*What is being asked*: Output the records exactly. Include every line.

*Data listing*:
↓↓↓

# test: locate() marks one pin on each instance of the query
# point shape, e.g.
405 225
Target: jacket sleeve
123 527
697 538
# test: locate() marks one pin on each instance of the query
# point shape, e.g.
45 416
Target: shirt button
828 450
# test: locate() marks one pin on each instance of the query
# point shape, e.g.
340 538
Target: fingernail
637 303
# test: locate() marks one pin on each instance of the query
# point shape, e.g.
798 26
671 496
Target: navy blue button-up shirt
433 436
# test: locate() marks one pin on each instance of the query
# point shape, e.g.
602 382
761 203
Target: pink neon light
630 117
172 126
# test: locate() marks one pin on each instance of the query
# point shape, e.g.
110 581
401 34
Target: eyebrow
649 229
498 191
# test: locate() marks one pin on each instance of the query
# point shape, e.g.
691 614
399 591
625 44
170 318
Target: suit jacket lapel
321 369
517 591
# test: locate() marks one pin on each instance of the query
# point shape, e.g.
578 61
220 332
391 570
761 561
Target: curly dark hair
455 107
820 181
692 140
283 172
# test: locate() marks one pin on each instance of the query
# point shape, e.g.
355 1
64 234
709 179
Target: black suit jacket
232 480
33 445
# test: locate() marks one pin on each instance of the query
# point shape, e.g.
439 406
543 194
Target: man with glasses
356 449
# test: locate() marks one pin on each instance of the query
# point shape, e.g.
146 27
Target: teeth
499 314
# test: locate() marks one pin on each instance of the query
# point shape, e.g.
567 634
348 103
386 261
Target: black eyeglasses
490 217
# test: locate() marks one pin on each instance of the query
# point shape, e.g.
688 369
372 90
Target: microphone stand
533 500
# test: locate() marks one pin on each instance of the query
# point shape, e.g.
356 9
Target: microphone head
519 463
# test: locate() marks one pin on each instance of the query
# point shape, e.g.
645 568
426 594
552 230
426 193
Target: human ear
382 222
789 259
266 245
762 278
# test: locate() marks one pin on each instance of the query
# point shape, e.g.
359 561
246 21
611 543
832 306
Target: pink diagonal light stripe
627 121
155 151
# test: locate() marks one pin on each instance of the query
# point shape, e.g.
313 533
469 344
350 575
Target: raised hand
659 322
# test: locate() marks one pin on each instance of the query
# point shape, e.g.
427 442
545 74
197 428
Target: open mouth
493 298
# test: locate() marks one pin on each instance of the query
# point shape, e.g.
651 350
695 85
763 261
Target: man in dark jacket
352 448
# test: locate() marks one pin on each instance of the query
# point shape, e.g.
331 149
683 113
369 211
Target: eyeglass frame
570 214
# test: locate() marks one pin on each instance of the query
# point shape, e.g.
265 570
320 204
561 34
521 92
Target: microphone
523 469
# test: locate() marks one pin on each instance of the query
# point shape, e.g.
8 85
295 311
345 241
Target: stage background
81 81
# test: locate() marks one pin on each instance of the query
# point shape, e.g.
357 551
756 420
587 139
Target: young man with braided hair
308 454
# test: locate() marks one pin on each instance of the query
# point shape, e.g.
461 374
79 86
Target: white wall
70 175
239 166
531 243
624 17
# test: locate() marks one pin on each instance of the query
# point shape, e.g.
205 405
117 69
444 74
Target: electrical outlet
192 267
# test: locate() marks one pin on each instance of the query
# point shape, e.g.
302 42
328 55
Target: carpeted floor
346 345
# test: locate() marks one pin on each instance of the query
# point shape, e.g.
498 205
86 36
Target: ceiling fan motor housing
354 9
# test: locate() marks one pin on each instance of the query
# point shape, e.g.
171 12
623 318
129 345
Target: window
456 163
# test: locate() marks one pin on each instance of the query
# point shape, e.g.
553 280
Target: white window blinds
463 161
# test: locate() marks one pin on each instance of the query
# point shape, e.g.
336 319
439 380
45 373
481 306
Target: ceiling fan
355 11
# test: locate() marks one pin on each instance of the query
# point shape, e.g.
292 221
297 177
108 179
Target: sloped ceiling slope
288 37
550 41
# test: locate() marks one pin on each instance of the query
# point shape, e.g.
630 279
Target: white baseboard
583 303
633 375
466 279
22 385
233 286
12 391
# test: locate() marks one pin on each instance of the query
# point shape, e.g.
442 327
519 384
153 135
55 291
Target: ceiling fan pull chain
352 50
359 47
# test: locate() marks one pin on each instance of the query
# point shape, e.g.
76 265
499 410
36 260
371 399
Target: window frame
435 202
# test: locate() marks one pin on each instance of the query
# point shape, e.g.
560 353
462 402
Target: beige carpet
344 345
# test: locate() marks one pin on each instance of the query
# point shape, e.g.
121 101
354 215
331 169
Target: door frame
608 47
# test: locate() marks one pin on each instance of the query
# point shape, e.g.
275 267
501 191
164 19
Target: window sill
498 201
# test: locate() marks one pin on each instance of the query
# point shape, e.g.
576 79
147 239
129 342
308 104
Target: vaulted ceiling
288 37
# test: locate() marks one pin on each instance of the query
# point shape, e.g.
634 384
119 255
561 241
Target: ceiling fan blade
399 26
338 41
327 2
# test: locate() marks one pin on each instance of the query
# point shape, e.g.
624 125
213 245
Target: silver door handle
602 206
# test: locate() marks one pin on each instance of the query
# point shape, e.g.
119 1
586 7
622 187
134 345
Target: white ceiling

↑↑↑

*Complete output*:
# test: locate() marks one pin on each instance of the query
# point shape, e.g.
405 225
Target: jacket sleeve
123 527
697 538
# test: locate() marks one pin on each instance of the query
# point shape, e.g.
45 416
Target: shirt button
828 450
# test: locate() marks one pin on each instance of the query
# point shape, e.g.
340 538
Target: fingernail
637 303
# test: locate() marks one pin on each instance of the query
# point shape, e.g.
798 26
671 496
Target: navy blue button-up shirt
433 436
# test: locate() marks one pin on each instance of the query
# point shape, e.g.
602 382
761 203
Target: pink neon light
630 117
172 126
# test: locate() marks one pin on each instance of the query
# point shape, e.g.
110 581
401 34
Target: eyebrow
649 229
498 191
# test: locate() marks one pin on each instance of the query
# point shape, e.g.
691 614
399 591
625 44
170 318
Target: suit jacket lapel
321 369
517 591
# test: locate() marks one pin on each instance of the query
# point shape, e.g.
578 61
220 332
391 570
761 561
Target: curly dark hair
455 107
820 181
692 140
283 172
# test: locate() marks one pin on each instance of the query
# point shape, e.g.
355 1
64 234
709 179
Target: black suit jacket
232 480
33 445
# test: locate() marks one pin on each instance of the query
# point shape, e.g.
439 406
543 194
Target: man with glasses
356 449
# test: locate() marks one pin on each instance of the query
# point shape, e.g.
146 27
Target: teeth
499 314
# test: locate() marks one pin on each instance of the query
# point shape, e.g.
567 634
348 103
386 261
Target: black eyeglasses
490 217
# test: locate() marks one pin on each instance of the query
# point shape, e.g.
688 369
372 90
Target: microphone stand
533 500
# test: locate() marks one pin on each instance of the query
# point shape, e.g.
356 9
Target: microphone head
519 463
# test: locate() marks one pin on each instance of the query
# point shape, e.g.
645 568
426 594
552 230
426 193
Target: human ear
382 222
789 259
266 245
762 278
# test: locate() marks one pin on each instance of the query
# point shape, e.g.
359 561
246 21
611 543
832 306
Target: pink diagonal light stripe
627 121
155 151
# test: locate() marks one pin on each instance of the query
# point shape, e.g.
313 533
469 344
350 575
Target: raised hand
659 322
# test: locate() marks one pin on each instance of the query
# point shape, e.g.
427 442
545 74
197 428
Target: open mouth
493 298
# test: locate() marks one pin on each instance of the query
# point shape, e.g.
651 350
695 85
763 261
Target: man in dark jacket
352 448
# test: locate() marks one pin on each instance of the query
# point shape, e.g.
331 149
683 113
369 211
Target: eyeglass frame
570 214
# test: locate() marks one pin on each instance of the query
# point shape, e.g.
265 570
320 204
561 34
521 92
Target: microphone
523 469
# test: locate() marks one pin on each instance of the query
# point shape, e.g.
8 85
295 311
345 241
Target: stage background
81 81
# test: locate() marks one pin on each instance of the query
# point shape, e.g.
357 551
756 420
587 139
Target: young man with braided hair
308 454
# test: locate() marks one pin on each instance of the query
# point shape, e.g.
461 374
79 86
Target: white wall
70 175
239 166
531 243
624 17
# test: locate() marks one pin on each instance of the query
# point shape, e.g.
205 405
117 69
444 74
Target: electrical outlet
192 267
# test: locate() marks one pin on each instance of the query
# point shape, e.g.
302 42
328 55
Target: carpeted floor
346 345
# test: locate() marks one pin on each instance of the query
# point shape, e.g.
498 205
86 36
Target: ceiling fan motor housing
354 9
# test: locate() marks one pin on each instance of the query
# point shape, e.g.
171 12
623 318
129 345
Target: window
456 163
# test: locate() marks one pin on each instance of the query
# point shape, e.g.
553 280
Target: white window blinds
463 161
# test: locate() marks one pin on each instance of the query
# point shape, e.g.
336 319
439 380
45 373
481 306
Target: ceiling fan
355 11
# test: locate() marks one pin on each instance of the query
# point shape, e.g.
292 221
297 177
108 179
Target: sloped ceiling slope
288 37
550 41
# test: locate() marks one pin on each instance of the query
# point shape, e.g.
630 279
Target: white baseboard
583 303
633 375
466 279
22 385
233 286
12 391
# test: locate() marks one pin on each instance of the query
# point shape, e.g.
442 327
519 384
153 135
55 291
Target: ceiling fan pull chain
352 50
359 47
# test: locate() marks one pin on each instance of the query
# point shape, e.g.
76 265
499 410
36 260
371 399
Target: window frame
435 202
# test: locate() marks one pin on each instance of the query
# point shape, e.g.
560 353
462 402
Target: beige carpet
344 345
# test: locate() marks one pin on each instance of the query
# point shape, e.g.
121 101
354 215
331 169
Target: door frame
608 47
# test: locate() marks one pin on each instance of the query
# point shape, e.g.
275 267
501 191
164 19
Target: window sill
498 201
# test: locate() marks one pin on each instance of the query
# point shape, e.g.
576 79
147 239
129 342
308 104
Target: vaulted ceiling
288 37
# test: locate() marks one pin on each instance of the query
# point shape, e.g.
634 384
119 255
561 241
Target: ceiling fan blade
399 26
338 41
327 2
# test: locate() marks one pin on each instance of the query
# point shape, e.g.
624 125
213 245
Target: silver door handle
602 206
# test: locate() marks one pin on each instance of the query
# point shape, e.g.
119 1
586 7
622 187
134 345
Target: white ceiling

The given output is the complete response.